▸ **Aim of the task**
Please return each line from the records below that contains the string "before", matching uppercase and lowercase exactly.

▸ **Data for the task**

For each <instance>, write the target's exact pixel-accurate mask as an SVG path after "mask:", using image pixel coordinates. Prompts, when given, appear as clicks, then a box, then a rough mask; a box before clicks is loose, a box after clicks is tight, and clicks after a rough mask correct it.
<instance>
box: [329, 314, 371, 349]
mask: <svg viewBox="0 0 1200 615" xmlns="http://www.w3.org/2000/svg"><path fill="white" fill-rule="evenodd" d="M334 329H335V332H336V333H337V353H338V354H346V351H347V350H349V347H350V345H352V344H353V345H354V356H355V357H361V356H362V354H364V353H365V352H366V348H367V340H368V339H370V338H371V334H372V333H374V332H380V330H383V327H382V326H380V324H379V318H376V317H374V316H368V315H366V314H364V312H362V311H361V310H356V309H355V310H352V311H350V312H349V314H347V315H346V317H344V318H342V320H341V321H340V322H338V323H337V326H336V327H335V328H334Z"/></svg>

* * *

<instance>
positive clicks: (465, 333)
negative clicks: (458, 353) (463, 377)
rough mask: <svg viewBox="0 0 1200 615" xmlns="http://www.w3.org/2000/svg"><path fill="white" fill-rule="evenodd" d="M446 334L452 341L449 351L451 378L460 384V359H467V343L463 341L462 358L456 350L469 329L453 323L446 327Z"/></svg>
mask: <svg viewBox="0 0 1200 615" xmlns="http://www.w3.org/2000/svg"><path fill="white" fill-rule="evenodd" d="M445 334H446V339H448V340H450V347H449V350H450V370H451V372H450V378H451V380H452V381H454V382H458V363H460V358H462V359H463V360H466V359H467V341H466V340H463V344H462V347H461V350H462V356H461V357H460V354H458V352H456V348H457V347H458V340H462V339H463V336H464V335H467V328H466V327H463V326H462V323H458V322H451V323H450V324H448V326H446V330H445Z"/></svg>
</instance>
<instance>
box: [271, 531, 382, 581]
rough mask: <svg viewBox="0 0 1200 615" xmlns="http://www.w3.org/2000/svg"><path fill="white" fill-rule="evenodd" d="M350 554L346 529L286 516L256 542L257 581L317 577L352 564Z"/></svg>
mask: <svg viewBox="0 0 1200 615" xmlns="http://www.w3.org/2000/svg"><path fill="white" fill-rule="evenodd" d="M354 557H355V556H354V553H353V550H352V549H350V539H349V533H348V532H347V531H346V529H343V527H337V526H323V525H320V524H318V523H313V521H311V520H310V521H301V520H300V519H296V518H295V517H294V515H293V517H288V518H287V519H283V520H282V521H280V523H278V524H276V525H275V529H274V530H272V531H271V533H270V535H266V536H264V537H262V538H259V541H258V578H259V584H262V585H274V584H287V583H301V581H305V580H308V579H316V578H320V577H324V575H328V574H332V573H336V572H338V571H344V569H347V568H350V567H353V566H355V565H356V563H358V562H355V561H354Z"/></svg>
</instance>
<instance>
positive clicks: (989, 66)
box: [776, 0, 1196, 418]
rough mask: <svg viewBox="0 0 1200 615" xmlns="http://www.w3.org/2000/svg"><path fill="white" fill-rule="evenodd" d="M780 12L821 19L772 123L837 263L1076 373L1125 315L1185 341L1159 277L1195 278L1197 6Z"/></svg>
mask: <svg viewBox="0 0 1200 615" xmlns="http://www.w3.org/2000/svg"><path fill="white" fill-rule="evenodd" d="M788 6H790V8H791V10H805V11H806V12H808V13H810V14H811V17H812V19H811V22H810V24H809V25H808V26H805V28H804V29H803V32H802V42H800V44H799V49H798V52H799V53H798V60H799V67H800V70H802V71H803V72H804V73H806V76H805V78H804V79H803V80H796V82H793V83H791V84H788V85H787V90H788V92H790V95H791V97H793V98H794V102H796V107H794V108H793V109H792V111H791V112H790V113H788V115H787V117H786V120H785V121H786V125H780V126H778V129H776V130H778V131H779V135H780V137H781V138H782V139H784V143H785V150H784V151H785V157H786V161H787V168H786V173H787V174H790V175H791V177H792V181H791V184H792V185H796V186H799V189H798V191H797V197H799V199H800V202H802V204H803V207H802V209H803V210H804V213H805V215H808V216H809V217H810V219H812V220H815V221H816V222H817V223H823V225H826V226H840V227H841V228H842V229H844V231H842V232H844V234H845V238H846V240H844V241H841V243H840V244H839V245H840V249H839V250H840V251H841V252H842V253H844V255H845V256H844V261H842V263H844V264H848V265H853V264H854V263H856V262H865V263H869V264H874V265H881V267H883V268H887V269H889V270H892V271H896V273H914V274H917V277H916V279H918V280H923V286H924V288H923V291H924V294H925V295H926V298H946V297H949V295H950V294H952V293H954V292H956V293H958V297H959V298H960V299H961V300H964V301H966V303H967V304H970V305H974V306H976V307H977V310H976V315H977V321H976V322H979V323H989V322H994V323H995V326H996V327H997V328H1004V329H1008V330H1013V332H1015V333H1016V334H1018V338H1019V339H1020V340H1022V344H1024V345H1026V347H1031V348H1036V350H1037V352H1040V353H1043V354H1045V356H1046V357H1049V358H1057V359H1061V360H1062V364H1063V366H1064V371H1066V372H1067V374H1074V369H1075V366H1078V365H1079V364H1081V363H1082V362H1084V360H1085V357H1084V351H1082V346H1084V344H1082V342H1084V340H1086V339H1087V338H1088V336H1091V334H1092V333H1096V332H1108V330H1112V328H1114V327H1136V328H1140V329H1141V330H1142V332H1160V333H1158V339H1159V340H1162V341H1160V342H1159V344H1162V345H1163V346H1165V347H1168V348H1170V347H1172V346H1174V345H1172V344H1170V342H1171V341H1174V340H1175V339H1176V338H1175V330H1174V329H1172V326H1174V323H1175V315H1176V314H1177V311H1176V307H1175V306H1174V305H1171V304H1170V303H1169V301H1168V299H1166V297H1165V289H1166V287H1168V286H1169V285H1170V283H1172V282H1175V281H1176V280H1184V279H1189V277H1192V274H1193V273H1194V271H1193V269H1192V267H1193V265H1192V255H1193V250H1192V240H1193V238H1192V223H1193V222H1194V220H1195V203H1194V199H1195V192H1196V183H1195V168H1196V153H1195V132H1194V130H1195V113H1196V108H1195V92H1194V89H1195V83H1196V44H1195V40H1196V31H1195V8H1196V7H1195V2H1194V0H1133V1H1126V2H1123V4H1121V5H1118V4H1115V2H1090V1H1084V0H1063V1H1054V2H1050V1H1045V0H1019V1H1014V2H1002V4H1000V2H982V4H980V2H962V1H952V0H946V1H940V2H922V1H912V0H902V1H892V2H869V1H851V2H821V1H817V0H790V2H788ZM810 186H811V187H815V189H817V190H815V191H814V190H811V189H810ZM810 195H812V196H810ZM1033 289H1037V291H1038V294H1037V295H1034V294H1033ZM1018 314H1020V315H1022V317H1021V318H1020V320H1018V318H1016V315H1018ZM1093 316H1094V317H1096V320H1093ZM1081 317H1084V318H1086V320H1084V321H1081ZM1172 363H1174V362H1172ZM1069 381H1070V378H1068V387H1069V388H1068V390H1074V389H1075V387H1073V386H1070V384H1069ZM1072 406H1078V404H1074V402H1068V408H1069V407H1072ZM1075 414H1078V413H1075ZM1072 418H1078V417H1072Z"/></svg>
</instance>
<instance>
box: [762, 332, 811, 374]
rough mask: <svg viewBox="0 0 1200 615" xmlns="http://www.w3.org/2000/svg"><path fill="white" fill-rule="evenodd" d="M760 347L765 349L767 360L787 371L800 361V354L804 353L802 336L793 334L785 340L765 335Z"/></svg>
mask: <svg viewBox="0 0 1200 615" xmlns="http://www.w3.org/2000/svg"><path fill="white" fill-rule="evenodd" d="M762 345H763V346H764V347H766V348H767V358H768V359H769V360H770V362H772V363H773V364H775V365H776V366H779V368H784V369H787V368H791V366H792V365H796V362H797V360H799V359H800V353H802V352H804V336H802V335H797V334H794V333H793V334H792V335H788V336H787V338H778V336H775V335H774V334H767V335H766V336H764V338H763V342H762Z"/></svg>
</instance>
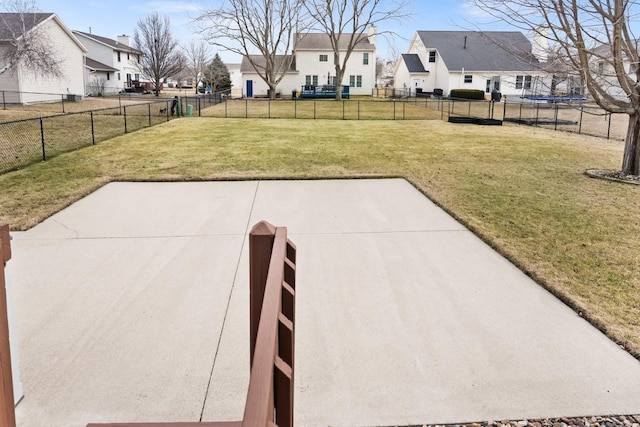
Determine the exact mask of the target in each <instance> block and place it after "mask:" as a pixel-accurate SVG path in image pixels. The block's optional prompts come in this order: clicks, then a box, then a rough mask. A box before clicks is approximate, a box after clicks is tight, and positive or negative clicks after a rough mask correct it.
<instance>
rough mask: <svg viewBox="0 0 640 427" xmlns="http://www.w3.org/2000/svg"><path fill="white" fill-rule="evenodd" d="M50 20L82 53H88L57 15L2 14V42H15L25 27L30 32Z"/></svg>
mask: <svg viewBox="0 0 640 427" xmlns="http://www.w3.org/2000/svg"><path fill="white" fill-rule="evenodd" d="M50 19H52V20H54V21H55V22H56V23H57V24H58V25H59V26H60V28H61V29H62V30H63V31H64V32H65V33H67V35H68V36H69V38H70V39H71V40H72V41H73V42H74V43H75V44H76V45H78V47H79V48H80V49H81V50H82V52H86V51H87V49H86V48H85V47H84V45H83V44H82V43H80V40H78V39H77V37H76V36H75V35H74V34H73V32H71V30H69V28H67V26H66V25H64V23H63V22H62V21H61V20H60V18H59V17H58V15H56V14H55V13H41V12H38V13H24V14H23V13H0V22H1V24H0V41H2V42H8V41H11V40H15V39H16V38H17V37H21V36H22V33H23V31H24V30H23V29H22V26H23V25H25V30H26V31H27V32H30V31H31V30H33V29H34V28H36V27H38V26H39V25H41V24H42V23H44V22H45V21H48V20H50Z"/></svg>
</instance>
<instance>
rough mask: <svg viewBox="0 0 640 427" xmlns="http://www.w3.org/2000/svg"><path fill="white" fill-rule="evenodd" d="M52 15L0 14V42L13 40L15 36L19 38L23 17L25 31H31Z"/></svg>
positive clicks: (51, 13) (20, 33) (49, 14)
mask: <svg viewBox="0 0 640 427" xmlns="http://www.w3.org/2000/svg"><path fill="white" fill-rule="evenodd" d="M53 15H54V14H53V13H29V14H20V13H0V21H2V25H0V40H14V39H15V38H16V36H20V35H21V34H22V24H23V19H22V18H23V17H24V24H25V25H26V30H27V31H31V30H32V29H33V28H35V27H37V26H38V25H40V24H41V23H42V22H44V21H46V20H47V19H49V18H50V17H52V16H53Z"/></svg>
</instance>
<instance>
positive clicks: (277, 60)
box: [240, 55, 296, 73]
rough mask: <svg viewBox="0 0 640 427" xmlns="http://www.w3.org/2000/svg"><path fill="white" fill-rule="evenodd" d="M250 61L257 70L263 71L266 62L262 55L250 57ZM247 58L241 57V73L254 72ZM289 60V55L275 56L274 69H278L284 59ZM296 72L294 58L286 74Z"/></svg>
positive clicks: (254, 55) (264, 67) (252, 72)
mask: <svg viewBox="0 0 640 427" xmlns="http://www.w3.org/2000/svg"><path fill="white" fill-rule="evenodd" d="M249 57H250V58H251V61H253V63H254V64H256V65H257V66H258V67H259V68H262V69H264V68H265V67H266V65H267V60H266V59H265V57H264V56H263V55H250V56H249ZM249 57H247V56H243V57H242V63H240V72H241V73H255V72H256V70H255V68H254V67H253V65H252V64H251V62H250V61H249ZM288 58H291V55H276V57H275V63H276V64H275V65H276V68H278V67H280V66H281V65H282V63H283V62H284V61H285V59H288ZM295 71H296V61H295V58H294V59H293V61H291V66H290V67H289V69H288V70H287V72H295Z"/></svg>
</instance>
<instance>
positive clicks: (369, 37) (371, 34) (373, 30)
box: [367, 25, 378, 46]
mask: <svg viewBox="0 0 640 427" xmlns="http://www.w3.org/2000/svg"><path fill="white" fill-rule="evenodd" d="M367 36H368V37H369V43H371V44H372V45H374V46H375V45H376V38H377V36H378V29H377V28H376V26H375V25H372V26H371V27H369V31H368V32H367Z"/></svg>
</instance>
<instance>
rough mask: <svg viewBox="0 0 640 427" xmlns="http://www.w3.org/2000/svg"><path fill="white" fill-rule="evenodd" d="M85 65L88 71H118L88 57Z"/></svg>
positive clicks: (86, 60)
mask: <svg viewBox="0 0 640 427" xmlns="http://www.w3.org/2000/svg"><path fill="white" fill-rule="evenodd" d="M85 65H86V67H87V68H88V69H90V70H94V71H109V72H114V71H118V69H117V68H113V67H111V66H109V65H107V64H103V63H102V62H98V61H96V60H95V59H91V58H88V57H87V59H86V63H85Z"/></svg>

▸ **The answer**
For each <instance>, write the target's exact pixel-accurate mask as an SVG path after "mask:", using image pixel coordinates. Prompts, when given, appear as clicks, then a box, then a rough mask; a box before clicks is loose, a box after clicks is tight, and clicks after a rough mask correct it.
Determine the exact mask of the target in each <instance> block and place it after "mask:" as a pixel-accurate SVG path in image pixels. The block's optional prompts come in this order: clicks, then a box, then a rough mask. A box before clicks is approximate, a box after clicks is tight, and positive or negative clicks after a rough mask correct it.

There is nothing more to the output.